• **Your task**:
Using the data below, return every line that holds the word "Wildlife".

Stored records:
○ ○ ○ ○
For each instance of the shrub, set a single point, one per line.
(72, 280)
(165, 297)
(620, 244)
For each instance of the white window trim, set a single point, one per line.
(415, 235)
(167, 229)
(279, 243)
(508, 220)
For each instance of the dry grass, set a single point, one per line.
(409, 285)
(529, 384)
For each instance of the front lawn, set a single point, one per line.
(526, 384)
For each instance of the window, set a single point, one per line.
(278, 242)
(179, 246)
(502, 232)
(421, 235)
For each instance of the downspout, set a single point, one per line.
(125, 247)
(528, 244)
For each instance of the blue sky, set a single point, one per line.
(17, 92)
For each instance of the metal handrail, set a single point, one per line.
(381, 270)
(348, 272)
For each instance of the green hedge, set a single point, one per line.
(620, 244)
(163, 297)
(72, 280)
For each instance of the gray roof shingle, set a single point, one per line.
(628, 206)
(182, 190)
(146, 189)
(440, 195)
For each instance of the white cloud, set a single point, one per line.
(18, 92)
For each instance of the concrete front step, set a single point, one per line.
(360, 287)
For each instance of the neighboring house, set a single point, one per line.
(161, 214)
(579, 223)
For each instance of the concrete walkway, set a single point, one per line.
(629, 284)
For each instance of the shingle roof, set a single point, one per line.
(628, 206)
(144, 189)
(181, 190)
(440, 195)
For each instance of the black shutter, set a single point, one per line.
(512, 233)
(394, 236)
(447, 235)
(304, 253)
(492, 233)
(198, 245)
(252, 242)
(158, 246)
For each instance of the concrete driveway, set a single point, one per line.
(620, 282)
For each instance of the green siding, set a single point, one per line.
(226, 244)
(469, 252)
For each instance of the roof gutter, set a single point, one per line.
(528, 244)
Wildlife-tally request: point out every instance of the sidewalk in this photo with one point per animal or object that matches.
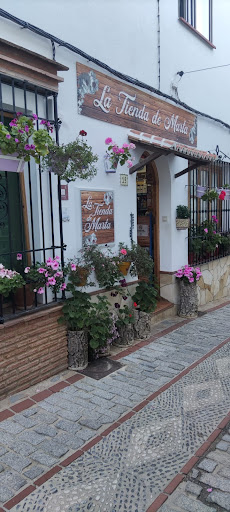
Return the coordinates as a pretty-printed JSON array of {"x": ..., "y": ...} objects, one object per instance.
[{"x": 116, "y": 443}]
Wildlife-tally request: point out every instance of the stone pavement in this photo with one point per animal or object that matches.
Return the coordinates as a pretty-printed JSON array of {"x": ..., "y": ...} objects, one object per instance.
[
  {"x": 127, "y": 468},
  {"x": 207, "y": 486}
]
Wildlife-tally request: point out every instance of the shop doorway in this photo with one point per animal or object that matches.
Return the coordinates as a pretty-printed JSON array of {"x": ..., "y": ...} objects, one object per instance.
[{"x": 148, "y": 213}]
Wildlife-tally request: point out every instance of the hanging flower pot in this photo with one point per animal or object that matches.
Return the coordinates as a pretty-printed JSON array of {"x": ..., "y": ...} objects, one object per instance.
[
  {"x": 83, "y": 274},
  {"x": 124, "y": 267},
  {"x": 11, "y": 163},
  {"x": 200, "y": 191}
]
○ ○ ○ ○
• **Task response**:
Wildlife-tally request: point out every instance of the sidewalk in this photo with one point per animal or object that matches.
Wildlife-tally request: point out every instance of the stone pavement in this photo with one point per animal or object that matches.
Wildlife-tally request: point out every instance of the shop doorway in this photo with one point per animal or object that matches.
Wildlife-tally request: point out every instance of the hanging flower pot in this photo with one point per animal or object that matches.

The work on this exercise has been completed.